─── INPUT MATERIAL

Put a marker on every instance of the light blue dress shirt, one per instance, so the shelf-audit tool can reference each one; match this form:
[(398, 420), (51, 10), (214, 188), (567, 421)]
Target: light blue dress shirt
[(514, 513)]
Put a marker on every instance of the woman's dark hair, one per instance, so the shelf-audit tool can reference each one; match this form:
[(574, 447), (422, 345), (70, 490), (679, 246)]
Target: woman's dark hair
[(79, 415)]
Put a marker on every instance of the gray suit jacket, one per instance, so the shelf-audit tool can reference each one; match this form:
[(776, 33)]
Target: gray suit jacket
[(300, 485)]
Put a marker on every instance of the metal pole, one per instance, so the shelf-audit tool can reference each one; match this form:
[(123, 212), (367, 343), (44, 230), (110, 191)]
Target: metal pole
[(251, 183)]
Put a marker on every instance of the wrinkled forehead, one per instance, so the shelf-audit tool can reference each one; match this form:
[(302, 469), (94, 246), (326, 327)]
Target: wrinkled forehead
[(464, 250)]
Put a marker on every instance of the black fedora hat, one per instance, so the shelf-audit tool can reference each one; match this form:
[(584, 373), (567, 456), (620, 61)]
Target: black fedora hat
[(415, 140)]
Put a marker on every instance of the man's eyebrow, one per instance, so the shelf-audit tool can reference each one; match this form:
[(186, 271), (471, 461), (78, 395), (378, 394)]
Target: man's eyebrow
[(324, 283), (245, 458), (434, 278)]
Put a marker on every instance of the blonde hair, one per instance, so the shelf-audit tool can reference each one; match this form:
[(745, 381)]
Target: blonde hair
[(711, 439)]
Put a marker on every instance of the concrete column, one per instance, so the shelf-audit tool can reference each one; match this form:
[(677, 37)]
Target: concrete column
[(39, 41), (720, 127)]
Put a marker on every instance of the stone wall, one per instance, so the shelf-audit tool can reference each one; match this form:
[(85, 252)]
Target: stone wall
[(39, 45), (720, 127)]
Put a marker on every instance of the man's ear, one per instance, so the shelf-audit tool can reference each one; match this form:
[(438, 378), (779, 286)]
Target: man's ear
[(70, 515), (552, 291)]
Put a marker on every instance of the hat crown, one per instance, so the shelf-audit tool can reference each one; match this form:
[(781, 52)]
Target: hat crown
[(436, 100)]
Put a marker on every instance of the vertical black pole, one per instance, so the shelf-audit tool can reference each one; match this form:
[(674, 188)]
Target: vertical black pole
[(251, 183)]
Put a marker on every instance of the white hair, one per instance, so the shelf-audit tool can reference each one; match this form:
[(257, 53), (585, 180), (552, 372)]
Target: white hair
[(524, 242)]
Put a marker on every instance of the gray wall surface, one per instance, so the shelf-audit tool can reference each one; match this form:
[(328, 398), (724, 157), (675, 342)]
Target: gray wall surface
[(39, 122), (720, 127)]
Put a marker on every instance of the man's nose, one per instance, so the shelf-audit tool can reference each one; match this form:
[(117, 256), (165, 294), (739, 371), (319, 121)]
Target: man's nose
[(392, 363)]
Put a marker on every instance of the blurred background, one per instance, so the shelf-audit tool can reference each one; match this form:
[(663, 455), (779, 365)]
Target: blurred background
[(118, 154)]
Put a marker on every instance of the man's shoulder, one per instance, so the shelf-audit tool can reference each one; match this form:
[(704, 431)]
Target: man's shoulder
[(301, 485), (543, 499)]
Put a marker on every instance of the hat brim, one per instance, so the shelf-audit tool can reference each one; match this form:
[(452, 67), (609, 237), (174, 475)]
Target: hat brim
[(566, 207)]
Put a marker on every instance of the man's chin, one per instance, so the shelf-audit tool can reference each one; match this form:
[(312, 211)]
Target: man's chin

──────

- EXERCISE REQUIREMENTS: Please copy all of the data above, keeping every line unchanged and in its original order.

- RESPONSE FOR THIS EXERCISE:
Put a marker on every instance of the light blue dress shirt, one per instance, so the shelf-audit tool can reference each one; match this form:
[(398, 420), (51, 10), (214, 188), (567, 421)]
Target: light blue dress shirt
[(514, 513)]
Put a marker on every instance of the woman's dark hair, one per instance, so the shelf-audit tool can reference each one; match this form:
[(574, 447), (422, 345), (70, 490), (679, 246)]
Target: woman's dark hair
[(79, 415)]
Put a marker on every instance of the gray suit jacket, one per instance, so the shelf-audit tool can reference each one; match this form:
[(776, 33)]
Target: gray suit jacket
[(300, 485)]
Put a marker on every instance of the metal pole, one per instance, so the shelf-audit tool can reference each one; match this form:
[(123, 212), (367, 343), (44, 230), (110, 191)]
Target: metal pole
[(251, 183)]
Put a marker on every instance of the wrinkled forehead, one per instance, so the shelf-audit tool can reference each one; match this form:
[(302, 469), (94, 246), (326, 327)]
Target: wrinkled forehead
[(464, 250)]
Put a marker on every instance of the black fedora hat, one per instance, so the shelf-audit tool can reference each one; match this form:
[(584, 373), (567, 456), (620, 61)]
Target: black fedora hat
[(415, 140)]
Put a marker on every instance of the man's eyebrow, one per instance, so the shelf-audit tool can reference each one; match this form:
[(186, 271), (471, 461), (78, 395), (378, 394)]
Target: man's eyebrow
[(324, 283), (245, 458), (434, 278)]
Put a marker on every instance of the blonde hair, one per instance, so the shelf-audit tool can reference each one; match this form:
[(745, 381)]
Target: blonde hair
[(711, 439)]
Put a marker on every instance of the concrete column, one per instance, so the shelf-audit tool can reference each one; match this form:
[(677, 37)]
Target: concrete column
[(39, 41), (720, 127)]
Put a marker on every instance of the stone wall, one per instance, so the shelf-audit tool can reference each one; match this form:
[(85, 252)]
Target: stone wall
[(39, 45), (720, 127)]
Put a marker on every instance of the man's ear, one per instance, so the shelf-audit tool can reference each one; match this form:
[(438, 378), (779, 286)]
Target: man's ear
[(70, 515), (552, 291)]
Put a marker on every instance of the hat crown, one per instance, so the shelf-audit tool can reference each one; match this form:
[(781, 52)]
Target: hat crown
[(436, 100)]
Put a marker on every instance of the vertical black pole, one per instance, so the shelf-audit tool can reference each one; match this form:
[(674, 188)]
Target: vertical black pole
[(251, 183)]
Put a marker on every instance of the white hair, one per instance, so the shelf-audit tool can reference each one; match this form:
[(257, 53), (585, 180), (552, 372)]
Target: white hair
[(524, 242)]
Put a marker on every instance of the gray wall surface, one per instance, so the shelf-audit tool can reference each one; match this form:
[(328, 398), (724, 157), (675, 342)]
Target: gray wall surface
[(39, 122), (720, 127)]
Put a marker on every instance of the man's nose, one per instance, so the shelf-audit tool can reference each one; match this form:
[(117, 256), (165, 294), (739, 371), (319, 121)]
Target: man's nose
[(392, 363)]
Put a marker on every instance of the blurred background, one per instance, so the shelf-audit tool can reference each one; match this form:
[(663, 455), (779, 365)]
Target: blurred background
[(118, 154)]
Put a marker on every instance of the man's shoulder, one per instance, so the shelf-audit tool can reference each one; match this form:
[(704, 431)]
Target: man's shoulder
[(301, 485), (543, 499)]
Put a marker on every instance of the hat brim, one per instance, so the shelf-audit tool can reference each one; match this form:
[(452, 67), (609, 237), (174, 475)]
Target: hat brim
[(566, 207)]
Put a marker on every instance of the man's chin, one per instance, so the shelf-audit tool can reference each one; match this form:
[(312, 211)]
Target: man's chin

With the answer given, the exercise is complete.